▸ **To do**
Could you copy each line of the listing that holds "raised"?

▸ **Exercise input**
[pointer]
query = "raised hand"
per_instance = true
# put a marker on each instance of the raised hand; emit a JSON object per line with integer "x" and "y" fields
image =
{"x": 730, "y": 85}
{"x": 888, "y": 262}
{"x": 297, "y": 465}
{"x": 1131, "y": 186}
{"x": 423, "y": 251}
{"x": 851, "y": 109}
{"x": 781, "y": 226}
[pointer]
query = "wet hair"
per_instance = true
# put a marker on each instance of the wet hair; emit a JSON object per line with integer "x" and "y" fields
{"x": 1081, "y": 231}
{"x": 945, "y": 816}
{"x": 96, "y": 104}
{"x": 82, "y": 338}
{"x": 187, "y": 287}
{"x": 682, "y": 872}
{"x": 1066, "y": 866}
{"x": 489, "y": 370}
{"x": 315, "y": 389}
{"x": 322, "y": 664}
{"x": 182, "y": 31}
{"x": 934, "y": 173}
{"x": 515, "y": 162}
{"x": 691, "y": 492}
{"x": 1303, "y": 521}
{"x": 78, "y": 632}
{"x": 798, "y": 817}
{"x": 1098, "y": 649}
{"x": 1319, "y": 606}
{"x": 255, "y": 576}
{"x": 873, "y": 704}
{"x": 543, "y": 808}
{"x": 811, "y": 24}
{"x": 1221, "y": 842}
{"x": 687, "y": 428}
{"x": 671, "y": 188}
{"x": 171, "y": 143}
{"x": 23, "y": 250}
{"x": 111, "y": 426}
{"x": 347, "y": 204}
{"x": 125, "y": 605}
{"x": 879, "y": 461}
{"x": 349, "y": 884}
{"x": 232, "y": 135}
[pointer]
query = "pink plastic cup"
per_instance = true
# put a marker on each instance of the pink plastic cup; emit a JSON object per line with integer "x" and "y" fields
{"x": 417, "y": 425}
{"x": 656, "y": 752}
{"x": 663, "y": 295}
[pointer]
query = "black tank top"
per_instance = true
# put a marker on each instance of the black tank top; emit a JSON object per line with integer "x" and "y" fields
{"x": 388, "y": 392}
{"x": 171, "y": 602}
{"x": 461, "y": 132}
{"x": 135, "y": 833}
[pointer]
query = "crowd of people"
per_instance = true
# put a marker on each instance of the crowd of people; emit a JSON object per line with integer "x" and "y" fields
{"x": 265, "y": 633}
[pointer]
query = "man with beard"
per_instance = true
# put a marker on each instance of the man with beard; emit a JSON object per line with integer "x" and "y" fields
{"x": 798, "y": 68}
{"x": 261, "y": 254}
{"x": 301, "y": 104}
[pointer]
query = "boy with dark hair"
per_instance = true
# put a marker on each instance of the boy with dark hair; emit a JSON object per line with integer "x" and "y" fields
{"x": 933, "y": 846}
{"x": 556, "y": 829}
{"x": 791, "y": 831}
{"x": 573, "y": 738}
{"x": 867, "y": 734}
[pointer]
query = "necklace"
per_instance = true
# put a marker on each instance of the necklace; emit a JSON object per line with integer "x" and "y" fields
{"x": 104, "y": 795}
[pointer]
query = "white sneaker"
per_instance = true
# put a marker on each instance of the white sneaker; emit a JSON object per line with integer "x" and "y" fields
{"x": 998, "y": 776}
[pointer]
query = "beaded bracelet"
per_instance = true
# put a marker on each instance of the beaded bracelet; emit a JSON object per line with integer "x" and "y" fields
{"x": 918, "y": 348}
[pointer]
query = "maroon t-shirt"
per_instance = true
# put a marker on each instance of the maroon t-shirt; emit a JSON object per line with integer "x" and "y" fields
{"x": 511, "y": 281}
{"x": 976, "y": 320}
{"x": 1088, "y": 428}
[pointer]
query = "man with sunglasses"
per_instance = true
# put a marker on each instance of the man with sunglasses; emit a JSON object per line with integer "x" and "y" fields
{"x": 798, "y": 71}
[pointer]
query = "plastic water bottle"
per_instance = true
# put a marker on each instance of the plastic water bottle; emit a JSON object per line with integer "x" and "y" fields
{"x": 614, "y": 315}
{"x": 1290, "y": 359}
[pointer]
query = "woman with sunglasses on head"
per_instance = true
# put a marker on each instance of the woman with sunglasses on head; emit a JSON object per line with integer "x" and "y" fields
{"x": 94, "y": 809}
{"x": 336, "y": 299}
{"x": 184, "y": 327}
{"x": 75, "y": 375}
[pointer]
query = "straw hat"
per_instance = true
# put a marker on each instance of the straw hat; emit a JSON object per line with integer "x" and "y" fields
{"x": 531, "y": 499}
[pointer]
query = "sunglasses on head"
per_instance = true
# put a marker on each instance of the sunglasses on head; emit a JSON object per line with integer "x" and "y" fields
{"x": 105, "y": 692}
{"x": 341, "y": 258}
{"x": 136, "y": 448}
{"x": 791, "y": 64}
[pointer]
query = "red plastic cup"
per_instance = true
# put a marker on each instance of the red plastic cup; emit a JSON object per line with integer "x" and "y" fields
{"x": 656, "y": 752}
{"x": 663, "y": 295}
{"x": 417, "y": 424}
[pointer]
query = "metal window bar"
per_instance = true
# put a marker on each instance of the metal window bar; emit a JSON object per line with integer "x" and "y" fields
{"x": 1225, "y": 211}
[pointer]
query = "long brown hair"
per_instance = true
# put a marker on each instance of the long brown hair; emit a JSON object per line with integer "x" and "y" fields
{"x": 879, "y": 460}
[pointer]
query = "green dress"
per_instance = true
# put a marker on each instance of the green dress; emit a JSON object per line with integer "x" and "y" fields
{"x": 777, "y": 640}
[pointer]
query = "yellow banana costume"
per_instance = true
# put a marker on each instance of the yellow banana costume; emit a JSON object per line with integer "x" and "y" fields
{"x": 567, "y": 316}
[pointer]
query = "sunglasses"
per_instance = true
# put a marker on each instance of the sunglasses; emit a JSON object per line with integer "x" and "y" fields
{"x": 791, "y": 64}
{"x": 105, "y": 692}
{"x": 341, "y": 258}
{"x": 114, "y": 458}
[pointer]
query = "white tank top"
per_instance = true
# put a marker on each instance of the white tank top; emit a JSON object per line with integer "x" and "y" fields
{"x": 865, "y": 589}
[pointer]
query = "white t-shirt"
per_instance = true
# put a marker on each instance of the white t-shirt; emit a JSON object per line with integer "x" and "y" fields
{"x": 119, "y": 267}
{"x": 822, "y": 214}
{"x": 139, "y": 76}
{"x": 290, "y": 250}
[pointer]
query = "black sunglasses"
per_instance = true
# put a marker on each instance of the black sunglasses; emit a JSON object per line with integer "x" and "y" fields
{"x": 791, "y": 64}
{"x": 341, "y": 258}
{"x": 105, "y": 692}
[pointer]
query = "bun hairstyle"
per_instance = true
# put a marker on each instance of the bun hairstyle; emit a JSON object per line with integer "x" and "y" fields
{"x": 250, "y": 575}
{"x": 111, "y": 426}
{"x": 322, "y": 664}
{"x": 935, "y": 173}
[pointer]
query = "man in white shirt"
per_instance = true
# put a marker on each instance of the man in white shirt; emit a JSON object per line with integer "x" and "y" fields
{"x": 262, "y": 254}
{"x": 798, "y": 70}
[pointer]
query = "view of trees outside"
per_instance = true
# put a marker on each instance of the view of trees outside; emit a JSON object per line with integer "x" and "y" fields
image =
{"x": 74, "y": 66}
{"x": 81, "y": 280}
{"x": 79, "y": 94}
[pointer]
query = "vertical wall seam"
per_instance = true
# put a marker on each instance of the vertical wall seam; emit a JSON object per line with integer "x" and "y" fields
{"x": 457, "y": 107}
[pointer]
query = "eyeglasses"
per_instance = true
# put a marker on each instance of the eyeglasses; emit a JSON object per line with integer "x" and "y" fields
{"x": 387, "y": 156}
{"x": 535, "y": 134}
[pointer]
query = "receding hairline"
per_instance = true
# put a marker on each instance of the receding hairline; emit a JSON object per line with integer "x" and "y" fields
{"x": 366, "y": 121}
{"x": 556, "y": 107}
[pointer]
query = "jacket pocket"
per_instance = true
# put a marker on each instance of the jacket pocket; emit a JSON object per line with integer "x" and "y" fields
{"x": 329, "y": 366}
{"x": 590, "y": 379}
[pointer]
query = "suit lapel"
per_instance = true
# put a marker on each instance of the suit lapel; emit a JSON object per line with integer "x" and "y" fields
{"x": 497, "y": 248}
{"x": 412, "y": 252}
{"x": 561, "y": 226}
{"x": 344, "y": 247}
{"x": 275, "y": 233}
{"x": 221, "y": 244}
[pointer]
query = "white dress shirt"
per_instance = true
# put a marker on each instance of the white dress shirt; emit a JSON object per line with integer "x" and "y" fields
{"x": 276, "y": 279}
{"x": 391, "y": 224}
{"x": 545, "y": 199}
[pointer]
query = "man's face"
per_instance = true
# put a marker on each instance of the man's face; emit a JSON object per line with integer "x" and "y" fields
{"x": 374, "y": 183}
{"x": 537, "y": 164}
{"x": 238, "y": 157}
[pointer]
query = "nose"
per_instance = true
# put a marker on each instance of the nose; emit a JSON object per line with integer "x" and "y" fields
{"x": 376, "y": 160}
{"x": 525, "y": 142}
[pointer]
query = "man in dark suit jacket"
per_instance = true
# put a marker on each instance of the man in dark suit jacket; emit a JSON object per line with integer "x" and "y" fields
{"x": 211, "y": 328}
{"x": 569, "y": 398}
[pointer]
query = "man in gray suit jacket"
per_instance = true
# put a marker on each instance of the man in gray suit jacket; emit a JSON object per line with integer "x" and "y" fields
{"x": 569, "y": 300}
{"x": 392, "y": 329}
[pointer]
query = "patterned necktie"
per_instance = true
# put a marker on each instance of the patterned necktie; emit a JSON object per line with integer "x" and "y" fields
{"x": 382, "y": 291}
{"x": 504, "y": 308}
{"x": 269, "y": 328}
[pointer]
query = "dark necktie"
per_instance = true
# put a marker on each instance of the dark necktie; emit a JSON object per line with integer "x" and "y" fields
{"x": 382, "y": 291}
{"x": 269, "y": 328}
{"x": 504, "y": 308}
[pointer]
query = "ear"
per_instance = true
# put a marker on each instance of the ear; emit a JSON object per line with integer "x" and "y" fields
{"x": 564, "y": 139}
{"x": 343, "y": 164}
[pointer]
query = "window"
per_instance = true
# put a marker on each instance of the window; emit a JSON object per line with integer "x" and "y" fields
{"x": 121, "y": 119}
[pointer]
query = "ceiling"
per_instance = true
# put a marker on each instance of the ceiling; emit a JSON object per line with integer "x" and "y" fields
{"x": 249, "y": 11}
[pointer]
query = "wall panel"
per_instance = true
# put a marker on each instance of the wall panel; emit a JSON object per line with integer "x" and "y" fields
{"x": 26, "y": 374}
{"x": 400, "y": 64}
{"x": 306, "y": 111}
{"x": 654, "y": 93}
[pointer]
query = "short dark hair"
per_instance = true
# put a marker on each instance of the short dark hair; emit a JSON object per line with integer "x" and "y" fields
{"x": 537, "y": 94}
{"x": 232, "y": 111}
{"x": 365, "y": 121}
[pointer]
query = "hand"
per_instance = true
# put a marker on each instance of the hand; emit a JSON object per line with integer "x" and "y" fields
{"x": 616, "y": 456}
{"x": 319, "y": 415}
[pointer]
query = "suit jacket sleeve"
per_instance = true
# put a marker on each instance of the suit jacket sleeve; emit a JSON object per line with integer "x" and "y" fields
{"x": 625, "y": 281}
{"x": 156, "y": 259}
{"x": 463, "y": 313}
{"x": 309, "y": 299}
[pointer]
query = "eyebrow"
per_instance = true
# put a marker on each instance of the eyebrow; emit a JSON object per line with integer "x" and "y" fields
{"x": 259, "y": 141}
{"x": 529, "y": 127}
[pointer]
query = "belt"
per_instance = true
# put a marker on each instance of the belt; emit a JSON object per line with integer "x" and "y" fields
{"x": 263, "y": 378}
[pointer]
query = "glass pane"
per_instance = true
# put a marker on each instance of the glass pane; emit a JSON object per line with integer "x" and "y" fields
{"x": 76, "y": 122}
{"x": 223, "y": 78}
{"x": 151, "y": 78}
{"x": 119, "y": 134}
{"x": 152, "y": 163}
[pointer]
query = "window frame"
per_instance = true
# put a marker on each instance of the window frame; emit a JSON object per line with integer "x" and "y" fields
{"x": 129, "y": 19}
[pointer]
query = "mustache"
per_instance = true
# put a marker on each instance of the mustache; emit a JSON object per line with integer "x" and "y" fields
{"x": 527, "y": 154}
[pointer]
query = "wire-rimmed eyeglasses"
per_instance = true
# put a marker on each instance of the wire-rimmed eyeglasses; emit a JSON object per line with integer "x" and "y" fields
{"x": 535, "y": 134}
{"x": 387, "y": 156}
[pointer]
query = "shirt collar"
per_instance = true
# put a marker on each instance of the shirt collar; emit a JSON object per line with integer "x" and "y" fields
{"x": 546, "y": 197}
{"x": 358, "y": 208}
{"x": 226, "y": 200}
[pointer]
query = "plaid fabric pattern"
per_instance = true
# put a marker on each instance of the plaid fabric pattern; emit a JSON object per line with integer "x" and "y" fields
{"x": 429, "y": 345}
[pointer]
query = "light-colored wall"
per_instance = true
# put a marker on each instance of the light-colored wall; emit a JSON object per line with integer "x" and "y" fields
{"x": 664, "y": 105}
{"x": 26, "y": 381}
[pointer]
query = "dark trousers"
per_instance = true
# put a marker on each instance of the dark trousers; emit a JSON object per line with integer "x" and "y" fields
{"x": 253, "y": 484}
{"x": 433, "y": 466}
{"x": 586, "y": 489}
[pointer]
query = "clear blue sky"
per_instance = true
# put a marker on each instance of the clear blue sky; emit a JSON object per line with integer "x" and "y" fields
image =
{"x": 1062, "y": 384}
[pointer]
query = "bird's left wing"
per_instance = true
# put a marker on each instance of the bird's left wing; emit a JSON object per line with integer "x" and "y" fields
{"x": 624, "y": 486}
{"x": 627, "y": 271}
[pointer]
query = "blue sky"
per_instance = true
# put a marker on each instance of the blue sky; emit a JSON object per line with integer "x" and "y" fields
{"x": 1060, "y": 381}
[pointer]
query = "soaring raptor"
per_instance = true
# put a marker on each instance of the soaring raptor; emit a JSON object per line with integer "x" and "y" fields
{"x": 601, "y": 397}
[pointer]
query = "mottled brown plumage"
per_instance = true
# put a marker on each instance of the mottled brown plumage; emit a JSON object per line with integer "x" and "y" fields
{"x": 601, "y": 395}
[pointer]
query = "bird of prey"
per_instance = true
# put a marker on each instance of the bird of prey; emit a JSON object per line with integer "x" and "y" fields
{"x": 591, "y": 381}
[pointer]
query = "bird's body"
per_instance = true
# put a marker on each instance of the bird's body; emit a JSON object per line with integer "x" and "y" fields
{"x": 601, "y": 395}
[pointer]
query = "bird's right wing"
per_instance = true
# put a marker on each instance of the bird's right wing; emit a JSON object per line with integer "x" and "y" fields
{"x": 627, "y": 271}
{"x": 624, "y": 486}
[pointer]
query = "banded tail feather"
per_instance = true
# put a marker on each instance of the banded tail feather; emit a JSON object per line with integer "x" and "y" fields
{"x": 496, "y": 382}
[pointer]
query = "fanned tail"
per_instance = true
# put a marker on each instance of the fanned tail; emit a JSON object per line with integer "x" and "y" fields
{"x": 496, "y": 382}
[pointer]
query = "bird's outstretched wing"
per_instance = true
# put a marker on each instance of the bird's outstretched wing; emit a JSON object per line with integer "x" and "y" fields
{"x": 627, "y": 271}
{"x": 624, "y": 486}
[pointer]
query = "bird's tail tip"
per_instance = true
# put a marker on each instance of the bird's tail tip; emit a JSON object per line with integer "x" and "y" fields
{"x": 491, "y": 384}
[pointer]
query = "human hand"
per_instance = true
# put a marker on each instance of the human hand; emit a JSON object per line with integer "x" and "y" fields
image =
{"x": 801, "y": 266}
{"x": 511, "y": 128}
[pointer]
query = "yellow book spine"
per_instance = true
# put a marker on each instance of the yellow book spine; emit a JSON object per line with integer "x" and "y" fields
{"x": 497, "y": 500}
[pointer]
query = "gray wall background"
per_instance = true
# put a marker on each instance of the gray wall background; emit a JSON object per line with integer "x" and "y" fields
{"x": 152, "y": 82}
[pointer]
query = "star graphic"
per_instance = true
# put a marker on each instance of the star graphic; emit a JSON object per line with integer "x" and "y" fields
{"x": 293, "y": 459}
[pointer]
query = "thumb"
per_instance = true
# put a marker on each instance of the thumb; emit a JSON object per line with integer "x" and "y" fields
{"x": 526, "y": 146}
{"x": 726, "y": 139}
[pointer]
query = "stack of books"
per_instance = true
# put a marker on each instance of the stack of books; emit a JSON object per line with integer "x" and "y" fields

▸ **Answer to the exercise**
query = "raised hand"
# put a marker on each instance of the raised hand; emit a JSON object per line with integer "x" and "y" fields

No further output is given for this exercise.